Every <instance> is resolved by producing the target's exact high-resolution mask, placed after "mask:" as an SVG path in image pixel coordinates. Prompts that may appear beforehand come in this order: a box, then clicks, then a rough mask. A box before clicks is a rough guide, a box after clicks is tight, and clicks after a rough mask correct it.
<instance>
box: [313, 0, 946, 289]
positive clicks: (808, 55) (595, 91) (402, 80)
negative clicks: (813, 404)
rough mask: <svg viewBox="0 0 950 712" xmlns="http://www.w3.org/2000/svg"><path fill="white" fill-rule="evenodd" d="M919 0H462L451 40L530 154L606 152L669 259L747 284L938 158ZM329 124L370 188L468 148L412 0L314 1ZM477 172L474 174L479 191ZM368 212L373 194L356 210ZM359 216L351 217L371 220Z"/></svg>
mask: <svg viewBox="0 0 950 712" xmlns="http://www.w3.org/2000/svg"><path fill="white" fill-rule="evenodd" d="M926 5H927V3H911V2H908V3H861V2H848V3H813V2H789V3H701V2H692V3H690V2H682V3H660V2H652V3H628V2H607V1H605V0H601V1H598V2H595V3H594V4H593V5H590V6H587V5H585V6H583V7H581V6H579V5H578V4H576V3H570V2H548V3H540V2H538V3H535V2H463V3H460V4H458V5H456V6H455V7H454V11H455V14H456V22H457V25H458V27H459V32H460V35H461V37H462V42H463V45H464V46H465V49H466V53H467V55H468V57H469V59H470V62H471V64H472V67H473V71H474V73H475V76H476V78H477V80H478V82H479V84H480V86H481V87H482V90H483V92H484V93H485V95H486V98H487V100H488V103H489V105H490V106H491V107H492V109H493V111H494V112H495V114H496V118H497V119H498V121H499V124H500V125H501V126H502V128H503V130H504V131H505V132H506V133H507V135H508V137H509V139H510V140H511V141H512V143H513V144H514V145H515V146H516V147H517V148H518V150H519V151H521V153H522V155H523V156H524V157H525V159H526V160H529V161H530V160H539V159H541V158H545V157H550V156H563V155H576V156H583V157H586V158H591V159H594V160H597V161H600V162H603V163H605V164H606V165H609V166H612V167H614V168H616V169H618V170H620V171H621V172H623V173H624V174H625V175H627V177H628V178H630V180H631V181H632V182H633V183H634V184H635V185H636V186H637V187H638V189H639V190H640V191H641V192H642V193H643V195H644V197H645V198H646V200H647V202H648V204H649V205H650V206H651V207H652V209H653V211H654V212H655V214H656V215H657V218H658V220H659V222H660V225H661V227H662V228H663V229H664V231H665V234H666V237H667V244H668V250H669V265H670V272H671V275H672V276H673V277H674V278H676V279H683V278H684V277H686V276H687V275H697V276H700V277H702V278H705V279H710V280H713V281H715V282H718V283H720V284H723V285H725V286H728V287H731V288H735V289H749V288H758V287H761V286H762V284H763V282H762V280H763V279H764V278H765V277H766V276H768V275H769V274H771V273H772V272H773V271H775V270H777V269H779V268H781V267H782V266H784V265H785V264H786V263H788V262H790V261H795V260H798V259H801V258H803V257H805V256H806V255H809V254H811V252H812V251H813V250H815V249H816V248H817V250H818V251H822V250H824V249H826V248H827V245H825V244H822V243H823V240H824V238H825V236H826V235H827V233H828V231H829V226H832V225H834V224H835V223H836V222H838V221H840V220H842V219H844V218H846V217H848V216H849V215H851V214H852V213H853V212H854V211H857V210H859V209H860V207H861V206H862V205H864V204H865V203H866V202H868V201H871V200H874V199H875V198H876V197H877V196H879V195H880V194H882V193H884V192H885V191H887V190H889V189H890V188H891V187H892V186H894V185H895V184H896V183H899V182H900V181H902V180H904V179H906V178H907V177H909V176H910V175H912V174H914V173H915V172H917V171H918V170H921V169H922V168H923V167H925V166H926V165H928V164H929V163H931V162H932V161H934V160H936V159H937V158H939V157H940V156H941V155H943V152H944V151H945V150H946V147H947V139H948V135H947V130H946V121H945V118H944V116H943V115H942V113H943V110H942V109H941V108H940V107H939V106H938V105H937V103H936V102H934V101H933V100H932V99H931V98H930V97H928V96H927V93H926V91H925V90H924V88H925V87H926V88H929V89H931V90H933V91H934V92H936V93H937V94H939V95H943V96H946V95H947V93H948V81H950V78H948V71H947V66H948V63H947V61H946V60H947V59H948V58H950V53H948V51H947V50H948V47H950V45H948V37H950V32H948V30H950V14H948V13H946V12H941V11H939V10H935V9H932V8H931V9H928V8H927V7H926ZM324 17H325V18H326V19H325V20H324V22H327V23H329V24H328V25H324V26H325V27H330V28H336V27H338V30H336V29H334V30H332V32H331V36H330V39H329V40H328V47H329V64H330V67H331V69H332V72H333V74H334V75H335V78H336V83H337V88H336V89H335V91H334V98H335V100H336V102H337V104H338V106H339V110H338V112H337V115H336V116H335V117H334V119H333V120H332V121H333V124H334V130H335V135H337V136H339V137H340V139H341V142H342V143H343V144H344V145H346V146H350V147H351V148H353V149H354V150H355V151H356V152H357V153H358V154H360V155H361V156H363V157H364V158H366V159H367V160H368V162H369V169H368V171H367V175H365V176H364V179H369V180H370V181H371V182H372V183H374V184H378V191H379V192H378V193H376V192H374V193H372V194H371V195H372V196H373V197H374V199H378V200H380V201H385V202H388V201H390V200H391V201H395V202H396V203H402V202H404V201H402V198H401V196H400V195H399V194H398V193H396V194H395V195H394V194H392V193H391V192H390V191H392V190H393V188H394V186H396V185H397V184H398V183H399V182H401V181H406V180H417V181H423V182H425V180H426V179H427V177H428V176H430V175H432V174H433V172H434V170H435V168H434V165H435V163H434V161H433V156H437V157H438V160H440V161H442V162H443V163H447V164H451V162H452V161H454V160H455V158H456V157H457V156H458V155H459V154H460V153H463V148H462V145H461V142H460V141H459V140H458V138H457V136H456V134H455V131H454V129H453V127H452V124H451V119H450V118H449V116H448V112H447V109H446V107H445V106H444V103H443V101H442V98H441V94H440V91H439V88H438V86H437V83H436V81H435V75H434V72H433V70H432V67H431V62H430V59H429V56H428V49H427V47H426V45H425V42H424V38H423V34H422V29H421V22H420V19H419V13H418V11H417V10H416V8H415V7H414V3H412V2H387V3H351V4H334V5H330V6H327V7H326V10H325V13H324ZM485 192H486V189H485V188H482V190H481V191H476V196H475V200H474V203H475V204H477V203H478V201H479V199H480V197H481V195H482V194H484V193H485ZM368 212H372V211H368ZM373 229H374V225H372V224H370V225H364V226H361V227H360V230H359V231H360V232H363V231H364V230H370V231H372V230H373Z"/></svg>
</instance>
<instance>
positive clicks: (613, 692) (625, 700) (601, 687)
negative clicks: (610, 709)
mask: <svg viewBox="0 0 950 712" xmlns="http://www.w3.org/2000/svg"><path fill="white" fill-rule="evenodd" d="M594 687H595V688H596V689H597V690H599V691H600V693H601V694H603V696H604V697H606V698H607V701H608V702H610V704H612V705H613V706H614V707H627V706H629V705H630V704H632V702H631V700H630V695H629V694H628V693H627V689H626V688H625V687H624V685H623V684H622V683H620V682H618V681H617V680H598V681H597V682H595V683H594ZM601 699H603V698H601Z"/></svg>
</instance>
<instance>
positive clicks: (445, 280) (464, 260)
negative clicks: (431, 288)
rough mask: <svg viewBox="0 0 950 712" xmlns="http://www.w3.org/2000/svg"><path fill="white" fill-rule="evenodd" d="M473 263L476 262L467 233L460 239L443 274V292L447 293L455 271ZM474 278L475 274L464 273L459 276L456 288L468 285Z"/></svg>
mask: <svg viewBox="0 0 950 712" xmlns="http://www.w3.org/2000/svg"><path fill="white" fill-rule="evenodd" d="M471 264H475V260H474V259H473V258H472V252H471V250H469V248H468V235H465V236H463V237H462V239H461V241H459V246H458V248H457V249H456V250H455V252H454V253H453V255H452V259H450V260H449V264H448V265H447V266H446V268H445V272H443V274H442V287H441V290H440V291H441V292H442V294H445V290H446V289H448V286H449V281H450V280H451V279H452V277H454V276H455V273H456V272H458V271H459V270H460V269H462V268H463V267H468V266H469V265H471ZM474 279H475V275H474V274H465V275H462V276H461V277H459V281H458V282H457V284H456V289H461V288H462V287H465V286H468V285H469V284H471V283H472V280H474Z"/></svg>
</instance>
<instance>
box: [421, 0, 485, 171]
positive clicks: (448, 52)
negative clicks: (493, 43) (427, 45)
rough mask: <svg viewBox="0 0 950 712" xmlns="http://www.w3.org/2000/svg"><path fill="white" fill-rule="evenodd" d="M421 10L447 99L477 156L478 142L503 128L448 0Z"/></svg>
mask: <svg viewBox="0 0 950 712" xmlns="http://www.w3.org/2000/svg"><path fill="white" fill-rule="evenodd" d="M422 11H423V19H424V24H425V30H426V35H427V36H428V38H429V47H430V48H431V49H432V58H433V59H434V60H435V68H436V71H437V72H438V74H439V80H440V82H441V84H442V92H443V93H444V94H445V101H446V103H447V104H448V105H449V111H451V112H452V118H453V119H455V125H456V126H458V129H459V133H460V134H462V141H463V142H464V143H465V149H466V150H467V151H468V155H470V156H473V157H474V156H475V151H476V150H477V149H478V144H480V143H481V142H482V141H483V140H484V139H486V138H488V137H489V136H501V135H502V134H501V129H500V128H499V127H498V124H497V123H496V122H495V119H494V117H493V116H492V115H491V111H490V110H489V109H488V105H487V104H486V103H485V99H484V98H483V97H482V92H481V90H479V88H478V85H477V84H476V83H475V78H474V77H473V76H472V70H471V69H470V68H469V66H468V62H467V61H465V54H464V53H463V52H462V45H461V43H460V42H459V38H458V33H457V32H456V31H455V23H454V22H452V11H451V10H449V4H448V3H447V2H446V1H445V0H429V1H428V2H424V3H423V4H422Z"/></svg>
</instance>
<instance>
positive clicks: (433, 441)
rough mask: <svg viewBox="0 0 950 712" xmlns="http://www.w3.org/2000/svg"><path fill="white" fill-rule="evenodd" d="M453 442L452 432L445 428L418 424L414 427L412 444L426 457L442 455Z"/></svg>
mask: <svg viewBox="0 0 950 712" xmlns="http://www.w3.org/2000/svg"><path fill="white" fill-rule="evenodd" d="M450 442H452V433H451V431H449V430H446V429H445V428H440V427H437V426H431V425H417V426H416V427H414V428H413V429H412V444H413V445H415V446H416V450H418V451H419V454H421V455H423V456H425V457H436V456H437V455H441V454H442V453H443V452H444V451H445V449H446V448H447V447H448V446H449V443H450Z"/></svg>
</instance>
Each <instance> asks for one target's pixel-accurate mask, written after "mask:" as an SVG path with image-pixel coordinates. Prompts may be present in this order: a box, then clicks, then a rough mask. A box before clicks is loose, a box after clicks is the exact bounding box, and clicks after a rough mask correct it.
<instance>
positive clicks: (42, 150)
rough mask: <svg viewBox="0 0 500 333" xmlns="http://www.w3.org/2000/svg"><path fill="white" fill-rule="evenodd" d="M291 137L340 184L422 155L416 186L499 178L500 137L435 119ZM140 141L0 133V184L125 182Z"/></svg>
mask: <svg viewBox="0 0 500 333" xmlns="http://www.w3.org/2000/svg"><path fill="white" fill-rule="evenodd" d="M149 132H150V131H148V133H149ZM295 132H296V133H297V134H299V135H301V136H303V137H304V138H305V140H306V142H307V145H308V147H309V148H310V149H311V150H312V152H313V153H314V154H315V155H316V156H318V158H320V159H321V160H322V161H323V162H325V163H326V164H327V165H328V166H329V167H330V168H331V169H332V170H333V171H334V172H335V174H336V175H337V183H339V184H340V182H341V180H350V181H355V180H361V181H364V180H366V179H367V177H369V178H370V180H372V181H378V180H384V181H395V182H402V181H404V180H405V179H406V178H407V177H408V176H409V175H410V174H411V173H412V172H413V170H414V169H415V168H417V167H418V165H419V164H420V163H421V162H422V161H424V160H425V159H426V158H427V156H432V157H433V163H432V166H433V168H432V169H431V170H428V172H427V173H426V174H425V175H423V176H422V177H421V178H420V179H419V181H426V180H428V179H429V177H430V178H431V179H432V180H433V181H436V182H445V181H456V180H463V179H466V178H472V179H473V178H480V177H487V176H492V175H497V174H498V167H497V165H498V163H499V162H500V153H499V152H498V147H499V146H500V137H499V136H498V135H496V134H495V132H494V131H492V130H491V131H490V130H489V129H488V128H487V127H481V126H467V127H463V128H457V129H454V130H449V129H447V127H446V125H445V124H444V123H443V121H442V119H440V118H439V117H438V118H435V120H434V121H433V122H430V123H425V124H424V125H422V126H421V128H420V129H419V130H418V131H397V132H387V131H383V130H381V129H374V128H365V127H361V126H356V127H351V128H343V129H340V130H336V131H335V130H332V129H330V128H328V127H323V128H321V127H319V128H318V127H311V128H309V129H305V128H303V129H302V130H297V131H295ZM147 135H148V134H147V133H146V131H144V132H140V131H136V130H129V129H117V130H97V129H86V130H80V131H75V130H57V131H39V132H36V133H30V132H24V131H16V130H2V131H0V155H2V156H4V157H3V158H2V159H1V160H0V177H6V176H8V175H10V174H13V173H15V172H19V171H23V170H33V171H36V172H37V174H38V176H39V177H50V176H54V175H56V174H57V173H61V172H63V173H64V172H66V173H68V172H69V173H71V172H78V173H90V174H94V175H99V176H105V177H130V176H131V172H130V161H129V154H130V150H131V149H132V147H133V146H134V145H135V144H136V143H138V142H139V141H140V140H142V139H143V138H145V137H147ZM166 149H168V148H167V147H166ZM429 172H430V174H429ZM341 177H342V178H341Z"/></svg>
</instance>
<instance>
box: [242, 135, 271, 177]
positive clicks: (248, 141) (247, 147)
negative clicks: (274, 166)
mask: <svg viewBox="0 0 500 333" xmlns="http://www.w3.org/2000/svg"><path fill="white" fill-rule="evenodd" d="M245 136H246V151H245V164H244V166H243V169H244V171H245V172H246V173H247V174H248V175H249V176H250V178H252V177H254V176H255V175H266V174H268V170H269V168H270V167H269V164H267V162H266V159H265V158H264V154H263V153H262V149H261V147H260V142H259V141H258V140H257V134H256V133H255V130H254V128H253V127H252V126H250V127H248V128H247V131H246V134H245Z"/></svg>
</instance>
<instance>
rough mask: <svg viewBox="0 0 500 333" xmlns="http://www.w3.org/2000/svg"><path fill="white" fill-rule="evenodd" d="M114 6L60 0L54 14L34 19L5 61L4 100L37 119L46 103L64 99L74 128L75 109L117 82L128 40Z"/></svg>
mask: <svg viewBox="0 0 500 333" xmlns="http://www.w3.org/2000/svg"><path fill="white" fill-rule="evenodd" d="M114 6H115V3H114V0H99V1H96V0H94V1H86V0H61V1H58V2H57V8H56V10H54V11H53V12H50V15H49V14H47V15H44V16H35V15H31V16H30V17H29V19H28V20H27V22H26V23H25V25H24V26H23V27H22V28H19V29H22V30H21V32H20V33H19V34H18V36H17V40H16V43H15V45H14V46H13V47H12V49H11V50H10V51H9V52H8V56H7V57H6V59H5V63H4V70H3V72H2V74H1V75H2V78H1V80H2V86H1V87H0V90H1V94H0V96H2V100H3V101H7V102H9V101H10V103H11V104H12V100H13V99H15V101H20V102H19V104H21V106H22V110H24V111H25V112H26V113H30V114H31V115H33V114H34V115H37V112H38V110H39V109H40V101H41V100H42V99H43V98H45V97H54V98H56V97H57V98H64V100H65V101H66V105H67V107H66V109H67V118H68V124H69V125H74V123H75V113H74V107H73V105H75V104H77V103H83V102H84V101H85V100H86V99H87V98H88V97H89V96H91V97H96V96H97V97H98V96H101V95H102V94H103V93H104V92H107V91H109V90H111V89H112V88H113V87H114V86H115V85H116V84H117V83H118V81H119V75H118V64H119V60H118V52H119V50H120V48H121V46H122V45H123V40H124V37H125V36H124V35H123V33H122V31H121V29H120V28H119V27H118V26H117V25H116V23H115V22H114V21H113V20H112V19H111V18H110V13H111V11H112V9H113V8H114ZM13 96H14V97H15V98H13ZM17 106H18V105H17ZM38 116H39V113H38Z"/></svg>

*To do*:
Return every line from the records in which the word "order" appears.

*Answer to the exercise*:
Every <instance> is resolved by producing the target's exact high-resolution mask, placed after "mask:" as an SVG path in image pixel coordinates. Prompts that may appear beforehand come in this order: a box, then clicks, then a rough mask. A box before clicks is a rough guide, a box after clicks is tight, and clicks after a rough mask correct it.
Each <instance> asks for one target's pixel-accurate mask, written after "mask:" as an SVG path with image-pixel coordinates. Prompts may be present in this order: a box, then clicks, then a rough mask. A box before clicks is loose, a box after clicks is the exact bounding box, and clicks after a rough mask correct it.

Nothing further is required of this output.